§ Passage shown:
Speech - 26th August 2008
The Hon Nicola Roxon MP
Catholic Health Australia National Conference: “Catching the Wave ”
Keynote Address, Surfers Paradise, 26 August 2008
Thank you for having me here to as keynote speaker at your national Conference – “Catching the Wave”. It is a timely conference theme, given the wave of needed change that is washing across the country following the election of the Rudd Labor Government.
It is an honour to be part of a team which has put the propeller in the water and stirred up some momentum in the health reform debate. Organisations like CHA have always been prepared to look at new ideas, often come up with them yourselves and we look forward to working with you in the coming months and years – that is why I am here although parliament is sitting today and I’ll need to head promptly back to a colder climate after this address!
Today I’d like to talk about the future of the Australian health system, and in particular where the Government’s reform agenda is heading. I’d also like to address a key issue of concern to you – the way we see the public and private systems fitting together in the modern health system for the coming generations.

§ Information supplied:
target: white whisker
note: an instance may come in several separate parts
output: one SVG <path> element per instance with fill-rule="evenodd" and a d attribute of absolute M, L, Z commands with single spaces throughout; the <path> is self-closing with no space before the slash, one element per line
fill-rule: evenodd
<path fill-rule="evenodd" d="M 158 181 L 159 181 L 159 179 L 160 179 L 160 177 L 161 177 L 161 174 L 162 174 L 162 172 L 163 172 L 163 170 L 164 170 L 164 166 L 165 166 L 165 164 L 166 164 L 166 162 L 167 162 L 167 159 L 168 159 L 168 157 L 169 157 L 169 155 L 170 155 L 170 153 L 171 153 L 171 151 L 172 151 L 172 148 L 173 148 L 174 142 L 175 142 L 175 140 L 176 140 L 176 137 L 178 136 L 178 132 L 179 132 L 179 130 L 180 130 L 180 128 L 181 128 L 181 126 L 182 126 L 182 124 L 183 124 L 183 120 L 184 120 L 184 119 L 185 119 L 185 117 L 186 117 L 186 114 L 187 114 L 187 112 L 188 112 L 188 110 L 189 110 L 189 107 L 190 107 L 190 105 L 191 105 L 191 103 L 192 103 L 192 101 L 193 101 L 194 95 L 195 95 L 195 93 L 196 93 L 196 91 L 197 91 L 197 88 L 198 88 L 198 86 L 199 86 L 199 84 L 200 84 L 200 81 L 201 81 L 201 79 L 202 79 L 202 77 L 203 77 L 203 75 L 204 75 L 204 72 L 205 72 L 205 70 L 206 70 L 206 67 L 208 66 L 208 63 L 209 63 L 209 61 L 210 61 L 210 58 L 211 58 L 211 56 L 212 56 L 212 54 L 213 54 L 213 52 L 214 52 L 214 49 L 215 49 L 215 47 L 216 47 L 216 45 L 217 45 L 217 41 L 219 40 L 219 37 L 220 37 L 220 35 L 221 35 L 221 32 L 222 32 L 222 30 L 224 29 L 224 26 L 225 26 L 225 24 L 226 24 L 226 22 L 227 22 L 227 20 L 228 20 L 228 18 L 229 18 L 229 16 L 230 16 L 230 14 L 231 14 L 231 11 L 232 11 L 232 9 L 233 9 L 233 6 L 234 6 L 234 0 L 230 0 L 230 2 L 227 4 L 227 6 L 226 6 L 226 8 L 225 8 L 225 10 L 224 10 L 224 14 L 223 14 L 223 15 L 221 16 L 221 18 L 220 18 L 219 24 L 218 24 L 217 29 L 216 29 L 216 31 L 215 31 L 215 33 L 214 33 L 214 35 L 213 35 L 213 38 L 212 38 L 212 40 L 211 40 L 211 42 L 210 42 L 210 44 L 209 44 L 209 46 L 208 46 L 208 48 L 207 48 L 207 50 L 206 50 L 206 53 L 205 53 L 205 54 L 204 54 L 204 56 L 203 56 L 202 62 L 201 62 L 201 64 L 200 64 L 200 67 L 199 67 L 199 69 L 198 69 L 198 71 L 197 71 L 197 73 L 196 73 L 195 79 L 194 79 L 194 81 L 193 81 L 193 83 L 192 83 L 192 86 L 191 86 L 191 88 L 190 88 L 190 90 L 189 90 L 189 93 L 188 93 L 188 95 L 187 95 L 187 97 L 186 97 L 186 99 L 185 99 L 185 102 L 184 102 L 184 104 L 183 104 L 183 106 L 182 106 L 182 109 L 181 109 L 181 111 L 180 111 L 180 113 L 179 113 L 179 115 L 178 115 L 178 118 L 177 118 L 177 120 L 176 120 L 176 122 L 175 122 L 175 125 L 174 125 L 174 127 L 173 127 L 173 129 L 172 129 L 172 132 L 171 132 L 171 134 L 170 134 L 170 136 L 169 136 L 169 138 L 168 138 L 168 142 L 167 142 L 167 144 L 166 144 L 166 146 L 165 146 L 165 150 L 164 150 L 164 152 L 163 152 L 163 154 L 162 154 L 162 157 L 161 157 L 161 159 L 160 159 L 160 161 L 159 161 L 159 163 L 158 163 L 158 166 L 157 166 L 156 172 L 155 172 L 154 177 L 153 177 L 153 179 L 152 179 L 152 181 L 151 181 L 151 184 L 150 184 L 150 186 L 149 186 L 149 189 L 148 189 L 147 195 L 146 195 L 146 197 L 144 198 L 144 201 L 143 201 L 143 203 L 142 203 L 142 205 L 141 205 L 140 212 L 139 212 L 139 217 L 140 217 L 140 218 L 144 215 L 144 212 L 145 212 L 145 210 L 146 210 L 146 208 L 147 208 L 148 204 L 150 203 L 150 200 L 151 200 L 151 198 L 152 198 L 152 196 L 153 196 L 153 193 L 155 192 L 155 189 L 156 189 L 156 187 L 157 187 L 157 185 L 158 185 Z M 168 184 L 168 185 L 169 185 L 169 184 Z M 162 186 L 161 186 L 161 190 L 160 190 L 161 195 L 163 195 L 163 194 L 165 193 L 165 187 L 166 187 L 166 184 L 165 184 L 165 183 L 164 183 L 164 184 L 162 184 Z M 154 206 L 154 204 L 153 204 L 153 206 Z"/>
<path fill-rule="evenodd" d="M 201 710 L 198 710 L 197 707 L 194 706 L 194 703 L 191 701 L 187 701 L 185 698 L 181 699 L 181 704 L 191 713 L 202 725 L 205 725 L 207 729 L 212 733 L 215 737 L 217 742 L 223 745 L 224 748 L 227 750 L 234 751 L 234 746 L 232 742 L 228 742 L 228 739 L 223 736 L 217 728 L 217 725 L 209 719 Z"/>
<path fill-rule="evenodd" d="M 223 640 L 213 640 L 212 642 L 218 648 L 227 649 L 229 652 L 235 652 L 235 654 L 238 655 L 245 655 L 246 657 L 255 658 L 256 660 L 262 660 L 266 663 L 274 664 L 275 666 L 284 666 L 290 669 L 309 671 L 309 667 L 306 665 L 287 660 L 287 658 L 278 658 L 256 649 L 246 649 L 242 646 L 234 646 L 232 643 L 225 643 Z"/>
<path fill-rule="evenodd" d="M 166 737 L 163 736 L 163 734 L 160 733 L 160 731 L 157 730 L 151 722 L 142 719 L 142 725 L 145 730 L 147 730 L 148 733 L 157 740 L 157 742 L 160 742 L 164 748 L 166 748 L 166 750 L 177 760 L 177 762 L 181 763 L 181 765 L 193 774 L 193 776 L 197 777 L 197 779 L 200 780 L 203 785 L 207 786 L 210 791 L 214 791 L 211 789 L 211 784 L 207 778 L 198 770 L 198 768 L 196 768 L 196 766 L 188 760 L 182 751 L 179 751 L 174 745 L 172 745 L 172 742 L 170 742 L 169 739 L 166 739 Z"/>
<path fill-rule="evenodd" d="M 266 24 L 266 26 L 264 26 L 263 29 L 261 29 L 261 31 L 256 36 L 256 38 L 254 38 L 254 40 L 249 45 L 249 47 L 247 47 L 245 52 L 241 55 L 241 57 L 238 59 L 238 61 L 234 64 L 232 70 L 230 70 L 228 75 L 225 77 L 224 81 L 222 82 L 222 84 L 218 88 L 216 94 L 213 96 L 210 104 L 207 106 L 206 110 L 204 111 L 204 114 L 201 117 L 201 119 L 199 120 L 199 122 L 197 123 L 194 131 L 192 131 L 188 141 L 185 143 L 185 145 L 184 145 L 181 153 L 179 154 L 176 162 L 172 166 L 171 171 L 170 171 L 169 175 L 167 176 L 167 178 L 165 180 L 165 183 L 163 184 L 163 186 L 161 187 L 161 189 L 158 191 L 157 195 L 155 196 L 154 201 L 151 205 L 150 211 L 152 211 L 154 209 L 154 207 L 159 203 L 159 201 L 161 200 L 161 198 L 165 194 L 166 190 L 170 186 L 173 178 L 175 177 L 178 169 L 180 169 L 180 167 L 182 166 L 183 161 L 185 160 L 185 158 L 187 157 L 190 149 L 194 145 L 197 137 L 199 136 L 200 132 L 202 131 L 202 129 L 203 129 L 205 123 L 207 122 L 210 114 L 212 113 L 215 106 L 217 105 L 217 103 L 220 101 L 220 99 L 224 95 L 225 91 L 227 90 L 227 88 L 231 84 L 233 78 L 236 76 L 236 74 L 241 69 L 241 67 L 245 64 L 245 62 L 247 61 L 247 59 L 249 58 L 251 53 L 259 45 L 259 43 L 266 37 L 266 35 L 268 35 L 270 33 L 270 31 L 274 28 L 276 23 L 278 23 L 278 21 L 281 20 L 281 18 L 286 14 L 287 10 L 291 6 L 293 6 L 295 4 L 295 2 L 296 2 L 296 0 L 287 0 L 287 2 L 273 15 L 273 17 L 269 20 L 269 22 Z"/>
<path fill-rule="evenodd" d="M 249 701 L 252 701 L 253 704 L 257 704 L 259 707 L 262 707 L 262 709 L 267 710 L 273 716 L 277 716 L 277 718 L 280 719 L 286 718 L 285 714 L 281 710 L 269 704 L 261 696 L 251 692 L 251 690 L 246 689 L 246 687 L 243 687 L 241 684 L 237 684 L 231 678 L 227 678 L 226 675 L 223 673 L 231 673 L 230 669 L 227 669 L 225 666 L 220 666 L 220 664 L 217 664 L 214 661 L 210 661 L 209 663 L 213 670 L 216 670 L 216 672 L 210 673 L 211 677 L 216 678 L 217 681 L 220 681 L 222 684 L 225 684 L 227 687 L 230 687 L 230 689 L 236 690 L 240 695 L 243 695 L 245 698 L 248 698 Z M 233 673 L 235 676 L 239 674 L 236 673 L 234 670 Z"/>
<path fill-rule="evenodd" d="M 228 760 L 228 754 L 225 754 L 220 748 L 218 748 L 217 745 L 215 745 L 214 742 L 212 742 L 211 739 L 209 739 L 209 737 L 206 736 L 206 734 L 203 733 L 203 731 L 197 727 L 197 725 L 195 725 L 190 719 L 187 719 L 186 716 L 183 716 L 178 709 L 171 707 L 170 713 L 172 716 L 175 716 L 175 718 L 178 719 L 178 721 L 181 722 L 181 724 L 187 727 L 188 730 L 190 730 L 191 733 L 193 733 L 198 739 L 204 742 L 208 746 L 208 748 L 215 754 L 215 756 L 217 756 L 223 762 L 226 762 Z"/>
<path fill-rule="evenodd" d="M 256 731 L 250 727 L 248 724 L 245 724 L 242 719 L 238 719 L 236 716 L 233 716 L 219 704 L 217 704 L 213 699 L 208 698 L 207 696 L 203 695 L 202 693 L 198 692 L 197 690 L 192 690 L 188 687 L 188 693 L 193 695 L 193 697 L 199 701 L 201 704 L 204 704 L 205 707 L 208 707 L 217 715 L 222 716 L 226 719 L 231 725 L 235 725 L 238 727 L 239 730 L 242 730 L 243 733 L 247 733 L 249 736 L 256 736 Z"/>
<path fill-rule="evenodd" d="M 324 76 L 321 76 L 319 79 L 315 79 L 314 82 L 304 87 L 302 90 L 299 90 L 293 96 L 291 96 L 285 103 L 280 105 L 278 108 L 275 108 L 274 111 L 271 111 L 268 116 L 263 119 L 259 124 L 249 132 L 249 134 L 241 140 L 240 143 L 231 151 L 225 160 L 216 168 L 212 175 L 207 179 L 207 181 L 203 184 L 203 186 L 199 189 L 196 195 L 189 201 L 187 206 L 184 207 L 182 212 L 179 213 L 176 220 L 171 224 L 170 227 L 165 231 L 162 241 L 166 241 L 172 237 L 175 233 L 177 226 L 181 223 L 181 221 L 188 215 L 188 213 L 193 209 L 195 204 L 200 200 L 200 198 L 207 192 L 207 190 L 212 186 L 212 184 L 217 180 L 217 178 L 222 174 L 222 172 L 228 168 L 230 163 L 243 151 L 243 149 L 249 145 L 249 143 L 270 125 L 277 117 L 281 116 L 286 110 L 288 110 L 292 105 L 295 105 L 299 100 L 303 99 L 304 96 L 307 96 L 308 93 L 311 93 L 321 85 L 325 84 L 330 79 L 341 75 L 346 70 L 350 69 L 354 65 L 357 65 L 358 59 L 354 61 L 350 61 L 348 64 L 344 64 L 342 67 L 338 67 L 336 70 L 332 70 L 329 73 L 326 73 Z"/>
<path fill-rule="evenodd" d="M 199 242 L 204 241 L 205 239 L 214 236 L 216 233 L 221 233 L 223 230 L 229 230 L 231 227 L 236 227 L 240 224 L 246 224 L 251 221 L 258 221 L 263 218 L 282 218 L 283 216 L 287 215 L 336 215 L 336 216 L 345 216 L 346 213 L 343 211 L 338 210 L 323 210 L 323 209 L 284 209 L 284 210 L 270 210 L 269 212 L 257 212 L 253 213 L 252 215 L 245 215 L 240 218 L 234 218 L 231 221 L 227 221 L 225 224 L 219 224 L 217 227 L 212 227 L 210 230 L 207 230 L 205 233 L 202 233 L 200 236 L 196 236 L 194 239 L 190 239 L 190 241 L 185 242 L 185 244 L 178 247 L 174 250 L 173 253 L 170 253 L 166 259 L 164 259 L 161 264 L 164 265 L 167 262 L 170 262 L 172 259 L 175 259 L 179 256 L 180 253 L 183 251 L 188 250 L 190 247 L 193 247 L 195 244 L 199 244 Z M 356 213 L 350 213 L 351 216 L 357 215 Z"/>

§ Activities:
[1] In the keynote address, which event did the speaker say has produced the wave of change washing across the country?
[2] Resume the keynote address on the Australian health system from its last sentence, keeping the speaker's formal voice.

§ Outputs for the tasks:
[1] The election of the Rudd Labor Government.

[2]
In my view, only the most ardent sceptics believe there is any life left in the question of whether or not to reform. To us, whether to reform is now no longer an option – it’s a matter of why, when and how. The “do nothing” alternative – that favoured by the last government - is to be engulfed by a wave of a different kind –
• of poor health outcomes due to preventable chronic disease, fuelled by obesity;
• of unsatisfied demand for health care due to rising costs, rising demand, workforce shortages, mal-distribution and underutilisation and the ageing of the population (to name just a few!); and
• very worryingly, an increasing gap between communities and individuals which have the health services they need, and those which do not.
At this stage in the process – we have taken fast action to protect against further damage. While we deal with this restoration of calm – we need to survey the waters and try to plumb the depths of problems, and chart our course of action.
The real waves of reform will flow through the system next year when the new health agreements come online with the States and we receive our recommendations from the Health and Hospital Reform Commission and the Preventative Health Taskforce mid next year.
Catholic Health Care, as the largest non-government provider grouping of health, community and aged care services in Australia has a lot of experience to offer in developing and implementing real change. I thank you for participating in the process by making a submission to the Reform Commission.
You represent about 13 per cent of the health care industry - 21 public hospitals, 54 private hospitals, and more than 550 aged care services - and more than that, you have direct experience of the interaction between the public and private hospital sectors, as well as the interface with increasingly important aged care services.
This gives you, I believe, a depth of understanding of the Australian health system, of its great strengths and of where it is struggling, failing even, particularly for some our most vulnerable people. Our common aim is to ensure that all Australians can access quality, affordable health care – from primary care at the GP level to acute hospital care and aged care – from the start to the end of life.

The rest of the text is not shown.